### [Quoted text]
++++++++++

Pressing On
Third Sunday of Advent - Year A
Readings:
* Isaiah 35:1-6,10
* James 5:7-10
* Mt. 11:2-11
Pressing On
Things That Last
We all like things that last. When we make a purchase of any sort, we usually want to know how long that thing is going to last. We value things that we have owned for a long time and are still in good working condition. And when it comes to our friendships, we all know that old friends are good friends. It can be exciting to find a new friend, but there is something special about a relationship that has gone through the ups and downs that time brings. And we all know that if our friends didn’t have the gift of patience when dealing with us, we wouldn’t have many friends left. We all need people who won’t abandon us when we are less than perfect.
The purposes of God often develop slowly -- more slowly than we would wish. A well-known preacher by the name of Phillip Brooks was noted for his poise and quiet manner. At times, however, even he suffered moments of frustration and irritability. One day a friend saw him feverishly pacing the floor like a caged lion. “What’s the trouble, Mr. brooks?” he asked. Phillip answered, “The trouble is that I’m in a hurry, but God isn’t!”
Losing Faith in Jesus
“Happy is the man who does not lose faith in me.” These words from today’s Gospel are not ones that most of us remember very well. They don’t seem to be equal to such beatitudes as, “How happy are the poor in spirit”, or “Happy are the gentle and the peacemakers”, and those other often quoted beatitudes that we find in the fifth chapter of Matthew’s Gospel. This one is a seldom-quoted beatitude, but still one that is essential for our Christian living.
Why should we be in danger of losing faith in Jesus? Perhaps the very season of Advent gives us a clue to the answer. Advent is a time of longing and waiting. We wait for the Second Coming of Christ. We wait for the time when all sorrow and pain will disappear. We look forward to a time of unending happiness and joy. But what do people do when they wait?
Unhealthy Waiting
Some people get very impatient because they judge that they have been waiting too long. Then they decide that it’s foolish to wait any longer, and so give up hope. They lose faith in Christ and in the promises he left us. They lose faith in his presence in their lives. They abandon their dreams and their hopes and fall into despair or, at least, into a state of not caring, and not wishing and working for a better future for themselves and others.

++++++++++

### [Raw data]

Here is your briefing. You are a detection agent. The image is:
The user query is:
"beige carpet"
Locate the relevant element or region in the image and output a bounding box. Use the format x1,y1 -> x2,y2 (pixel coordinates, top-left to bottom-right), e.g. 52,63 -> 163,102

++++++++++

### [Set problem A]
In the Advent homily, what did Phillip Brooks tell his friend was the trouble?
### [Set problem B]
Retype the stretch of the Advent homily from "Why should we" through "when they wait?".
### [Set problem C]
Write what comes next in the Advent homily, picking up after its final sentence.

### [Final answer A]
He was in a hurry, but God wasn't.

### [Final answer B]
Why should we be in danger of losing faith in Jesus? Perhaps the very season of Advent gives us a clue to the answer. Advent is a time of longing and waiting. We wait for the Second Coming of Christ. We wait for the time when all sorrow and pain will disappear. We look forward to a time of unending happiness and joy. But what do people do when they wait?

### [Final answer C]
They grow tired of working at their marriages and their friendships. It all seems too much work. They give up on their parish because things are not going along as smoothly as they would want. They drop out of volunteer work because the slow pace of progress grates on them. They don’t want to wait any longer. They ask why people won’t change and act the way they are supposed to. If we want to add up all our reasons for losing faith in Jesus, we can probably come up with a long list. But in the letter of James we are strongly reminded that, “it is those who had endurance that we say are the blessed ones.”
Waiting, patience, endurance--where would we be without these virtues? We would turn into a people without any depth to our lives. We would become just an empty shell of a Christian.
Irving Stone
Author Irving Stone has spent a lifetime studying greatness, writing novelized biographies of such men as Michelangelo, Vincent van Gogh, Sigmund Freud and Charles Darwin. Stone was once asked if he had found a thread that runs through the lives of all these exceptional people. He said, “I write about people who sometime in their life...have a vision or dream of something that should be accomplished...and they go to work.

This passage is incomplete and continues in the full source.